WRITTEN PROBLEM 1:
In the memorial posts, copy the passage from "This is the" to "two photos first." word for word.
WRITTEN PROBLEM 2:
Give the date and time each of the memorial posts was published.

SELECTION:
>> begin

Posted in War Memorials at 8:32 pm on 15 July 2014
This is situated on Queen’s Road and is dedicated to members of the Lothians and Berwick Yeomanry who fell in the South African War 1900-1.
This is the wording on the cartouche:-
You’ll note it ends, “Dulce Et Decorum Est Pro Patria Mori” – words made savagely ironic by Wilfred Owen as the result of a later war.
The reverse of the memorial commemorates the Lothians and Border Horse Yeomanry who fell in the two World Wars:-
Posted in Art Deco, Bridges, Trips, War Memorials at 12:00 pm on 9 July 2014
On our way back home we stopped briefly to walk on to the bridge over the mouth of Loch Leven at Ballachulish. The good lady bagged these two photos first.
Looking back towards Loch Linnhe from Ballachulish bridge:-
Loch Leven from Ballachulish bridge:-
Having time to spare and it being a lovely evening we decided to take the long way round the loch through Kinlochleven.
There used to be an aluminium smelter at Kinlochleven for which its own (hydroelectric) power station was required. As a result Kinlochleven became the first village in the world to have every house connected to electricity, coining the phrase “The Electric Village.” The smelter shut down in 1996. The photo below is of the power station outflow.
Hills (and bridge over the River Leven) at Kinlochleven:-
From the bridge above I could see a chippy with an Art Deco style frontage. The photo was taken from a distance so it was difficult to tell if the business is still going.
Situated on the outskirts of the village on the southern edge is the War Memorial; a simple Celtic cross on a stepped pyramidal base. Dedicated to the men of Kinlochleven who gave their lives in the Great Wars, 1914-18, 1939-45:-
Posted in Trips, War Memorials at 12:00 pm on 7 July 2014
Fort William’s War Memorial is situated in a green space just off the north end of the High Street.
The reverse of the memorial includes a name for the 1990-91 Gulf War.
A bit further south is a Peace Memorial. “Erected to celebrate the bond of friendship between Dudley, Hiroshima and Fort William and to commemorate the International Peace Cairn on the summit of Ben Nevis raised by the youth of these three communities.”
The other side reads, “A memorial from the youth of Hiroshima in the hope that the experience of 6th August 1945 will strengthen our search for a peaceful world.” January 1st 1968.
Still further south is St Andrew’s Episcopal Church on whose wall a sign says “Commonwealth War Graves here.”
The (one) grave is of Second Lieutenant H M Stapleton, Royal Tank Regiment, 1942.
In the West Highland Museum, off High Street, Fort William – which also has a fine exhibition on the Commandos (whose training ground was in the Lochaber area) along with Jacobite memorabilia – is a memorial mainly to the men of the Fort William Post Office staff who fell in the Great War. The wreath covers the wording for the Second World War.

>> end

EXTRACTED INFORMATION:
>> begin

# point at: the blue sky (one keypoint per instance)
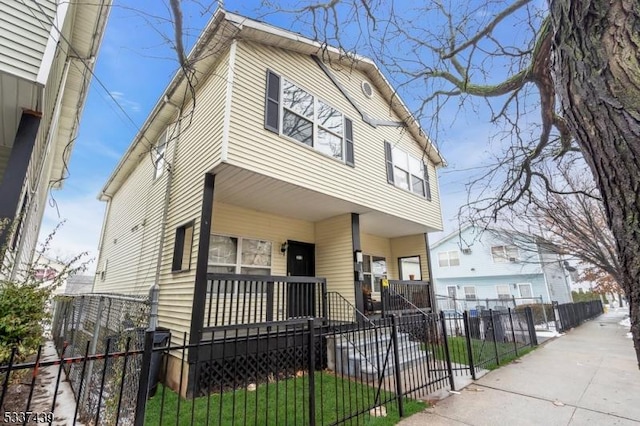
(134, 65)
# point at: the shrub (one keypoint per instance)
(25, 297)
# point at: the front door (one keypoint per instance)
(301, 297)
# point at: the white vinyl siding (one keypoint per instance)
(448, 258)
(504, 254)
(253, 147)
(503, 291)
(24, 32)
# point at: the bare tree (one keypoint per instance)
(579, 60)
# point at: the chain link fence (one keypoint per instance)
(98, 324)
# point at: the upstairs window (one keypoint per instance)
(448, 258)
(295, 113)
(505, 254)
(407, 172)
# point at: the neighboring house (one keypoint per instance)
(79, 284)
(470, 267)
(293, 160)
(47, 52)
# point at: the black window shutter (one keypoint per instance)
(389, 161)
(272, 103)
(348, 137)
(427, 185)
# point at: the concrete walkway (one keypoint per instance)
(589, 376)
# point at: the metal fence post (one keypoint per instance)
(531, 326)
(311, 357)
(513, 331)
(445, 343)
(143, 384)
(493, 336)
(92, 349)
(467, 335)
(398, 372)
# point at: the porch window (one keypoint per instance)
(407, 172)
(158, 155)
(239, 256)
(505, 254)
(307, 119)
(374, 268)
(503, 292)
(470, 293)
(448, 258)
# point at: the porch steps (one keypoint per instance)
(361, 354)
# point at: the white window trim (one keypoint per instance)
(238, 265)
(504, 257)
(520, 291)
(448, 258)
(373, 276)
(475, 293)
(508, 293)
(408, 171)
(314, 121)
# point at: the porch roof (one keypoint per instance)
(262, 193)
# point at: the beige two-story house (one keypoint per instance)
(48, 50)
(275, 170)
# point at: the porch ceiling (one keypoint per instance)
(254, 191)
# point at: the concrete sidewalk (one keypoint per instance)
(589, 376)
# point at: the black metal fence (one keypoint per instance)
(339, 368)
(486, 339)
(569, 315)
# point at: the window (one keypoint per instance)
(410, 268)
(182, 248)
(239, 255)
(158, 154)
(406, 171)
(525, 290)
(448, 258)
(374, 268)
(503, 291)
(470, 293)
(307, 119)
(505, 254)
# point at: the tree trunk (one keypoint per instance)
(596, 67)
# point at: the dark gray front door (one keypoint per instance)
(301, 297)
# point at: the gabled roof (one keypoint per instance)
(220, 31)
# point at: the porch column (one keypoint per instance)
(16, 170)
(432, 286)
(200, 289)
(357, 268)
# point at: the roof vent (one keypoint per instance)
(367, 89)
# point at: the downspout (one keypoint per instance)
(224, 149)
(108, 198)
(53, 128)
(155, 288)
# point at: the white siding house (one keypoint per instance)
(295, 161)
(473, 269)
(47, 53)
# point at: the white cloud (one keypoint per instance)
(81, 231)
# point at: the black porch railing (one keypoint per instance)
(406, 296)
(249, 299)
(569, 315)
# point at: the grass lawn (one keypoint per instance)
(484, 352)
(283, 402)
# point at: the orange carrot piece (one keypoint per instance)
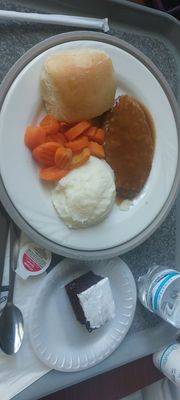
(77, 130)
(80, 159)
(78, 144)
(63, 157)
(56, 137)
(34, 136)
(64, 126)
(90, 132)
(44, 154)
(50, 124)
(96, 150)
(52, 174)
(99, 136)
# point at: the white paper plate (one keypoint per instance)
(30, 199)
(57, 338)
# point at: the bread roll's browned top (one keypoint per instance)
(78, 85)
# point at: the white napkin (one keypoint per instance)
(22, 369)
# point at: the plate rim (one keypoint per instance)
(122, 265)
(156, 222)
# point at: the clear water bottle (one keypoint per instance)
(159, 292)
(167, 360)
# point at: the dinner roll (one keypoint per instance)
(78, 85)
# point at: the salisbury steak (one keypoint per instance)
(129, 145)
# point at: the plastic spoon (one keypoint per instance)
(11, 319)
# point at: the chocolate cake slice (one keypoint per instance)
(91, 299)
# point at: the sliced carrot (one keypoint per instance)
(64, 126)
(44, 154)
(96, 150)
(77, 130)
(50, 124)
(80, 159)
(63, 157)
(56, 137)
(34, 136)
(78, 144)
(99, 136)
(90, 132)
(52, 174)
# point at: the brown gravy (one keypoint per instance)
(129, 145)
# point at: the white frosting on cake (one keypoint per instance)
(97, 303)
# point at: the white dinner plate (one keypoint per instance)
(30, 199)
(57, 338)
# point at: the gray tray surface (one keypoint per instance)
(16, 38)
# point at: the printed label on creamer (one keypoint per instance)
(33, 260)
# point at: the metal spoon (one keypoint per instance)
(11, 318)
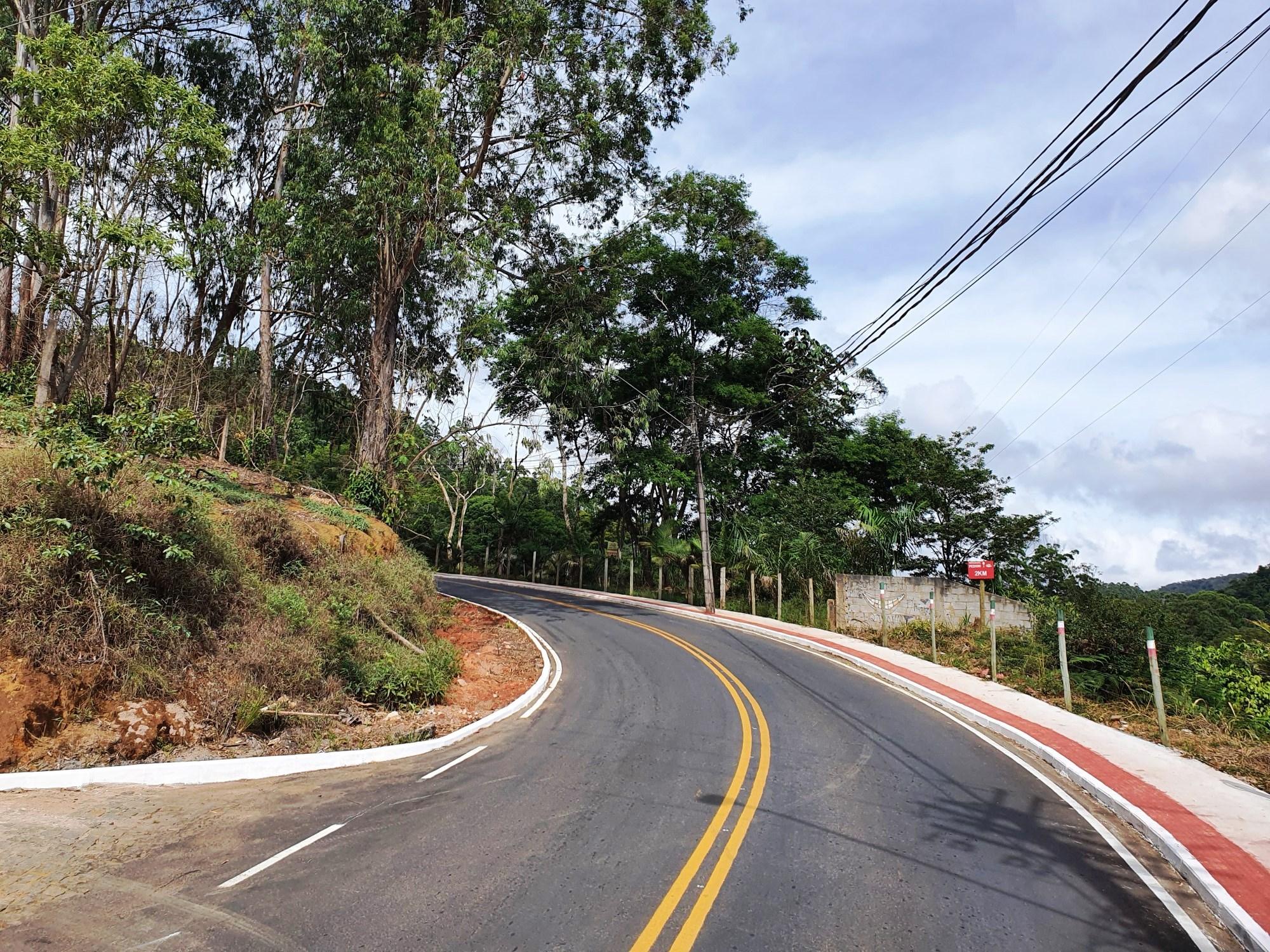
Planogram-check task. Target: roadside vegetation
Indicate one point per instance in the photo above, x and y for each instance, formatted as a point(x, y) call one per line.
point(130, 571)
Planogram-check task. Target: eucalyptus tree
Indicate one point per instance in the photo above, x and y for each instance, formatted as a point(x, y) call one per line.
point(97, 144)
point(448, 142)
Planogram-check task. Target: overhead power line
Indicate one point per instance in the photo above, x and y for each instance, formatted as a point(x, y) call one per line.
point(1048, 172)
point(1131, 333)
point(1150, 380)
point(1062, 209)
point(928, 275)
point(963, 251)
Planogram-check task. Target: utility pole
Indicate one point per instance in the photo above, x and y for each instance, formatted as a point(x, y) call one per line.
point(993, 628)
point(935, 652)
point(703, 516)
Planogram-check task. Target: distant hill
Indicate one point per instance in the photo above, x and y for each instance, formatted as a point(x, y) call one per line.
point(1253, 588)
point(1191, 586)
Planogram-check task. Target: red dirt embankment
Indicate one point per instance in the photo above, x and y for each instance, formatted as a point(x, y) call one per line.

>> end

TASK OUTPUT 1:
This is the wording on the cartouche:-
You’ll note it ends, “Dulce Et Decorum Est Pro Patria Mori” – words made savagely ironic by Wilfred Owen as the result of a later war.
The reverse of the memorial commemorates the Lothians and Border Horse Yeomanry who fell in the two World Wars:-
Posted in Art Deco, Bridges, Trips, War Memorials at 12:00 pm on 9 July 2014
On our way back home we stopped briefly to walk on to the bridge over the mouth of Loch Leven at Ballachulish. The good lady bagged these two photos first.

TASK OUTPUT 2:
8:32 pm on 15 July 2014
12:00 pm on 9 July 2014
12:00 pm on 7 July 2014